• **Source data**
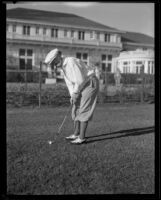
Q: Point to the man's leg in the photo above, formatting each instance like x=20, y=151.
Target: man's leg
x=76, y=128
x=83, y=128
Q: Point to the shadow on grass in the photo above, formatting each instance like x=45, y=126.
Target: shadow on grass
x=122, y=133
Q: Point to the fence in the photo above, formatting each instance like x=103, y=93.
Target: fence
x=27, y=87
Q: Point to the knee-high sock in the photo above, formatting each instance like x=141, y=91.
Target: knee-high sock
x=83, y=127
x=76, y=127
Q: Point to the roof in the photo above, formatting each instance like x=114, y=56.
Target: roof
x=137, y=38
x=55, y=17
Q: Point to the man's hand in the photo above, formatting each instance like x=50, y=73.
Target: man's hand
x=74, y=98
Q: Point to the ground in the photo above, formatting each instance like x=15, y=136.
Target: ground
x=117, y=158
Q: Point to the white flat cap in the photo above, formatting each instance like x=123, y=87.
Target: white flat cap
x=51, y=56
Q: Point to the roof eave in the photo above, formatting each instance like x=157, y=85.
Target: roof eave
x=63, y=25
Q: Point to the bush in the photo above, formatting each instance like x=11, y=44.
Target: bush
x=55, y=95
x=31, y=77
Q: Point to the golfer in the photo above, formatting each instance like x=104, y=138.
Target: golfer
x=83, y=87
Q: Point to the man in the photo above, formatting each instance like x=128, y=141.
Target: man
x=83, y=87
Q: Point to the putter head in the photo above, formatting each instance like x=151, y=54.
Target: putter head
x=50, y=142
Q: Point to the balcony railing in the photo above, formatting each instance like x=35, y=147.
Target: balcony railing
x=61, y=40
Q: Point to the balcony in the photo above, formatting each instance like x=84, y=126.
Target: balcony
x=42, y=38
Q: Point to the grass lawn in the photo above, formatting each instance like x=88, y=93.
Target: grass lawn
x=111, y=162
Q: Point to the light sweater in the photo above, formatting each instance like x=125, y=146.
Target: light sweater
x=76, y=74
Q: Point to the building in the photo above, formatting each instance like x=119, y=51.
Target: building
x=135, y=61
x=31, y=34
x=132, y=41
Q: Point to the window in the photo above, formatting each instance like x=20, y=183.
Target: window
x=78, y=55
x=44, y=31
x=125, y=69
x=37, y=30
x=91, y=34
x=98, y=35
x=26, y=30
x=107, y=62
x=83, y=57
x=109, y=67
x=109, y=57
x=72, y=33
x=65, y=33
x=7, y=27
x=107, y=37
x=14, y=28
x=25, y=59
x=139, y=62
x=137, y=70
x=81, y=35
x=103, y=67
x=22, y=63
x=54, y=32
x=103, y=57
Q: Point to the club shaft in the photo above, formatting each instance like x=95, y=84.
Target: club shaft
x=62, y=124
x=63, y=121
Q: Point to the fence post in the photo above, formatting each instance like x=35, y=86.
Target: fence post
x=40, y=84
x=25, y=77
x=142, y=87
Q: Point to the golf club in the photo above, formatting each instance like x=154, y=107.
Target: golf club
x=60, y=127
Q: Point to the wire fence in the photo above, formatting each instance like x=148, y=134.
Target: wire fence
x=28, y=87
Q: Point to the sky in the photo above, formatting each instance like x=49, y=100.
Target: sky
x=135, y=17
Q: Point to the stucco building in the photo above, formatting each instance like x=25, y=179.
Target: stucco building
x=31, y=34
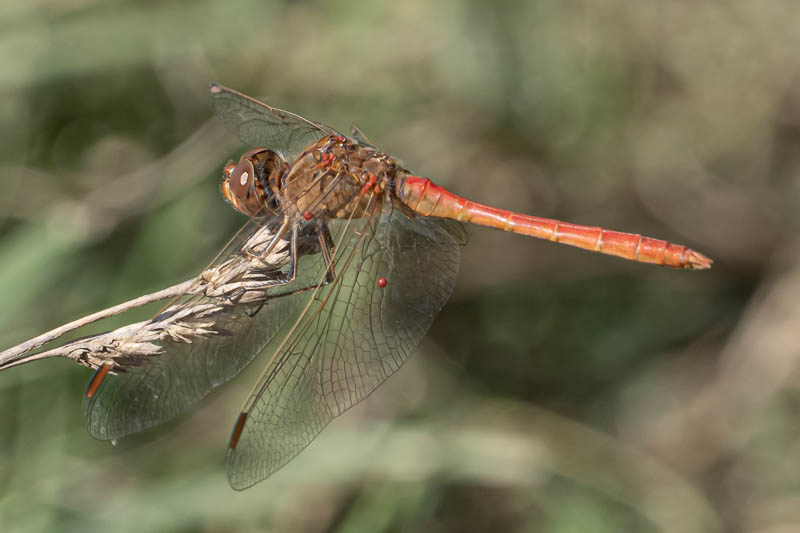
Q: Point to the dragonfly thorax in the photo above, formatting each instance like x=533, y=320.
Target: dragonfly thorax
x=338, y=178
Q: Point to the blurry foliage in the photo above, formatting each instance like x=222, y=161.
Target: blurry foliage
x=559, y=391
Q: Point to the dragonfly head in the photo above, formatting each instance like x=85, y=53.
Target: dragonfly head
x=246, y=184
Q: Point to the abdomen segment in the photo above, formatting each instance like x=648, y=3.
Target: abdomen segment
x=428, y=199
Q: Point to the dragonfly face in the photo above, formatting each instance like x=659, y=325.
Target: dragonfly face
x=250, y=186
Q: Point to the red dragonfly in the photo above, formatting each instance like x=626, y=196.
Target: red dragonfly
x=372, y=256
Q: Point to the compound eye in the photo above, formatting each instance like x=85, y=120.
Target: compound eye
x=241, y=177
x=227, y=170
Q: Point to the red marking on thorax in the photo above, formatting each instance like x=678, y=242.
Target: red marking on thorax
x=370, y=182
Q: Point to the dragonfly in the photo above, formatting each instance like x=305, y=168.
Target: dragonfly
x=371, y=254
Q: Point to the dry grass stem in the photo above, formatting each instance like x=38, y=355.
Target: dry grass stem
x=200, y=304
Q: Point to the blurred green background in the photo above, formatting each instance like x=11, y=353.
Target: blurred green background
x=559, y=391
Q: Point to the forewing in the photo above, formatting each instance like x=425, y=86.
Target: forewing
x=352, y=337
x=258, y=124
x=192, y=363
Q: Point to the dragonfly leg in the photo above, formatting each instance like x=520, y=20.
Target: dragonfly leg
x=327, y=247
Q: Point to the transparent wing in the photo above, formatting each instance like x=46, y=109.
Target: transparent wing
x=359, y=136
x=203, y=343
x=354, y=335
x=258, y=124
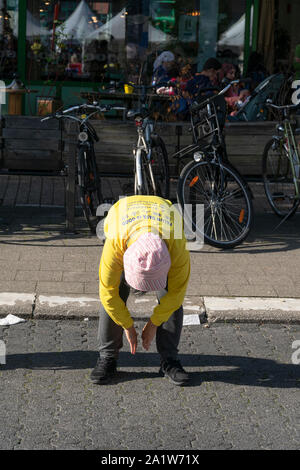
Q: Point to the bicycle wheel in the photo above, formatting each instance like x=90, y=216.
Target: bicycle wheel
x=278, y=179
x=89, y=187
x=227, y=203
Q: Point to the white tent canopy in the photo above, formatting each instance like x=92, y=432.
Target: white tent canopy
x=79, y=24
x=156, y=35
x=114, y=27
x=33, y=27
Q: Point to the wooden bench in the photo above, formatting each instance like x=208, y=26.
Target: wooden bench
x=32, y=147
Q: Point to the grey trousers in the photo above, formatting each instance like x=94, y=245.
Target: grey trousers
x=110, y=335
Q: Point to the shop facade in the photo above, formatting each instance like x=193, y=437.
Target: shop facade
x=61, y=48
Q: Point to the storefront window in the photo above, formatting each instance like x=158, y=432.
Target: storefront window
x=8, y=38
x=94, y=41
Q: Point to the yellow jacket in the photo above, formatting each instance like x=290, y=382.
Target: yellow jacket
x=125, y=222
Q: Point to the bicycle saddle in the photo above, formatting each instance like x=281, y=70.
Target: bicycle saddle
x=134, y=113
--
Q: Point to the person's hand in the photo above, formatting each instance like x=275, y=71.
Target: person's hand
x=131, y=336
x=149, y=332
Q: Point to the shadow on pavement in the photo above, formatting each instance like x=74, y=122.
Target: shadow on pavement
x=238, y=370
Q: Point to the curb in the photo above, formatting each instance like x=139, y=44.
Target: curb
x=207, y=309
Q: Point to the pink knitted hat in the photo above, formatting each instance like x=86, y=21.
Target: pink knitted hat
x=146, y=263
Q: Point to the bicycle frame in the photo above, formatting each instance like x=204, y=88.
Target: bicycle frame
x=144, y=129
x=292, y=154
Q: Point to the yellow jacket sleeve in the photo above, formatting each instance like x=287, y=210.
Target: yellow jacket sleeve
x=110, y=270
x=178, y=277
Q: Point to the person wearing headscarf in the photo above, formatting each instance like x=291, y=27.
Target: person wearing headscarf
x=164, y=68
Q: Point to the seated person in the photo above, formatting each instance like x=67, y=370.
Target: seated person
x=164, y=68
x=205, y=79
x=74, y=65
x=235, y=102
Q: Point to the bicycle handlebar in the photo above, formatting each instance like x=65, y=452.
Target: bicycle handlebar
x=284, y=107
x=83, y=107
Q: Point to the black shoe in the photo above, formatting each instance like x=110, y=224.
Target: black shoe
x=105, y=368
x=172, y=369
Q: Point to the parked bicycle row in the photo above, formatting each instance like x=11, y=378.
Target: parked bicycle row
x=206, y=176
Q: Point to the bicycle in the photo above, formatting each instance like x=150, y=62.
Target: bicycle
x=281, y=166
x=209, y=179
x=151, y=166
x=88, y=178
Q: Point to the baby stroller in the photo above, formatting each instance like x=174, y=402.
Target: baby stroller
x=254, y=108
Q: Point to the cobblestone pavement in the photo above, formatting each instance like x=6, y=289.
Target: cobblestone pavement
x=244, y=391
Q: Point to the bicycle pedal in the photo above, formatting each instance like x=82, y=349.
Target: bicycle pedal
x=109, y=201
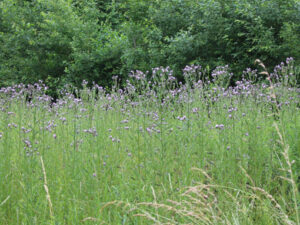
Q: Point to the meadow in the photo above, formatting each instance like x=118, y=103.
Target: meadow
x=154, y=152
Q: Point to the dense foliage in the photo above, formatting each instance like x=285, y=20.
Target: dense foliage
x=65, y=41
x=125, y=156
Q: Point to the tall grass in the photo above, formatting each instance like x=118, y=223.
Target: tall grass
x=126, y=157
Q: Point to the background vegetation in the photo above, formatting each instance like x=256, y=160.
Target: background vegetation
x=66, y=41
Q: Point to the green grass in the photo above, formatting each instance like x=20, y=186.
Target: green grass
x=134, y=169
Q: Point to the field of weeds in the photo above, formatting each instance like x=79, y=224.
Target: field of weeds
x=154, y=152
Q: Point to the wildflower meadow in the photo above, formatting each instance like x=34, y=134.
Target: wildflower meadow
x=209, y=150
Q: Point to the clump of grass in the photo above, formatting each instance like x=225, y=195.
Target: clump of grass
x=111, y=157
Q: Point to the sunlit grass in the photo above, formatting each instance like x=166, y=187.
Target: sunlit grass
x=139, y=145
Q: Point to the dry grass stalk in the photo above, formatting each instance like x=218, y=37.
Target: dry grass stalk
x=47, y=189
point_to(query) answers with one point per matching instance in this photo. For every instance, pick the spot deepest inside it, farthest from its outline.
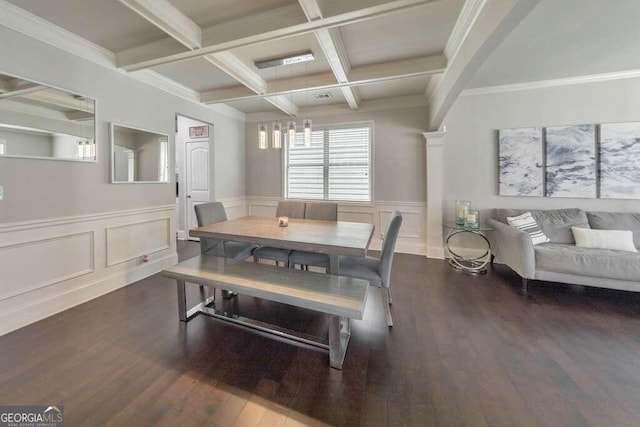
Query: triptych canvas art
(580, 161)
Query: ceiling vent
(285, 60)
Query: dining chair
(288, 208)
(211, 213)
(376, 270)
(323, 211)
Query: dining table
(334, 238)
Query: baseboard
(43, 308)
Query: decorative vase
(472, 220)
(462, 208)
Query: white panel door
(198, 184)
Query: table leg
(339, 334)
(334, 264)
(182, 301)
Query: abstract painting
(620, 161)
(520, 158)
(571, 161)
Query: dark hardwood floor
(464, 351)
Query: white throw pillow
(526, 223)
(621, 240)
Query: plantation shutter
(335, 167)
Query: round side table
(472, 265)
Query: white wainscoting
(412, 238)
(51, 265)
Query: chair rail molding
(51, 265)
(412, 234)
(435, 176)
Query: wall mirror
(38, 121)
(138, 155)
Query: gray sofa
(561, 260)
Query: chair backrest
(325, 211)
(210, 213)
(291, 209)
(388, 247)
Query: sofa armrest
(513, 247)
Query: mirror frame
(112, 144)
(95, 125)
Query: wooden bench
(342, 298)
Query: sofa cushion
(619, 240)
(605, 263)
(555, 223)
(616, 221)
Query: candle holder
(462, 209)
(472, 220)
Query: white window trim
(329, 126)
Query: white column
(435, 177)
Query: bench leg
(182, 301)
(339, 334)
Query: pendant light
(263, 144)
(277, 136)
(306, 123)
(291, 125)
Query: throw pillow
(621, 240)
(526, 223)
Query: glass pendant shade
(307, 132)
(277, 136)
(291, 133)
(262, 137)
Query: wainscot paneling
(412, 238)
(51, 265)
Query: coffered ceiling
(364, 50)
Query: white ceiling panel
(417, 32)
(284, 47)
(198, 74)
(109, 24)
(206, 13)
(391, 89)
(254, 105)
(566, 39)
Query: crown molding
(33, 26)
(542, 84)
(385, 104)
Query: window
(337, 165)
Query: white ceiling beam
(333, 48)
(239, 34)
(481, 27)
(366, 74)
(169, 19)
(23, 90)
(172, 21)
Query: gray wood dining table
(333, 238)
--
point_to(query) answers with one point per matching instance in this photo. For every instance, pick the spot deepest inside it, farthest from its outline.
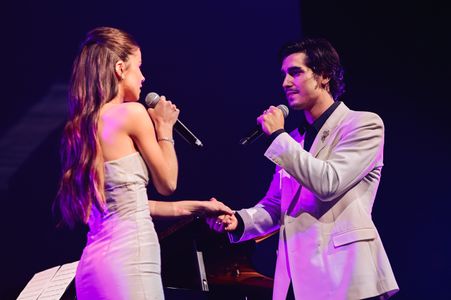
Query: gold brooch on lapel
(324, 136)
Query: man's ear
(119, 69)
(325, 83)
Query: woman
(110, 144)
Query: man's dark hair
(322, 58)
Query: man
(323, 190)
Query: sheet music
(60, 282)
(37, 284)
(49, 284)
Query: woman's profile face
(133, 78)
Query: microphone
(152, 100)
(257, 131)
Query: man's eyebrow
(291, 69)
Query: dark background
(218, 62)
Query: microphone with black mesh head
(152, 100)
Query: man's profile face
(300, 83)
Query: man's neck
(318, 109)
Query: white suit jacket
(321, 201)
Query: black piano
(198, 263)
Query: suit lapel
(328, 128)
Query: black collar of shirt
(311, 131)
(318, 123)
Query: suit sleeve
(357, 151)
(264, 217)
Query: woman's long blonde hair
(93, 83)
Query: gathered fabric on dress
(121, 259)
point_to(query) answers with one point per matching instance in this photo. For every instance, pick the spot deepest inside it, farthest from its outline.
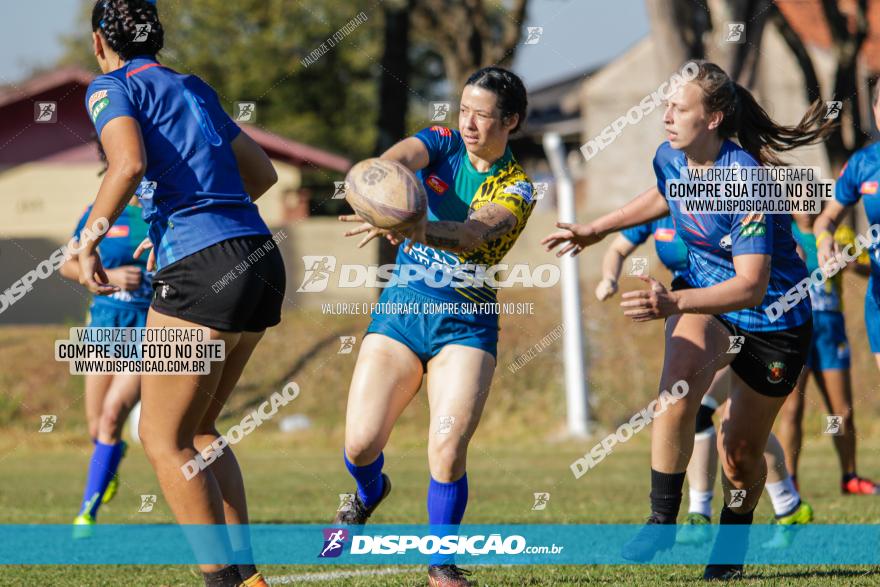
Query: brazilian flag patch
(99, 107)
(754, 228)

• **Your task**
From the rows above, pull out every line containing the word "pillow", matching case exactly, and copy each one.

• **Task solution**
Query: white throw pillow
Query: throw pillow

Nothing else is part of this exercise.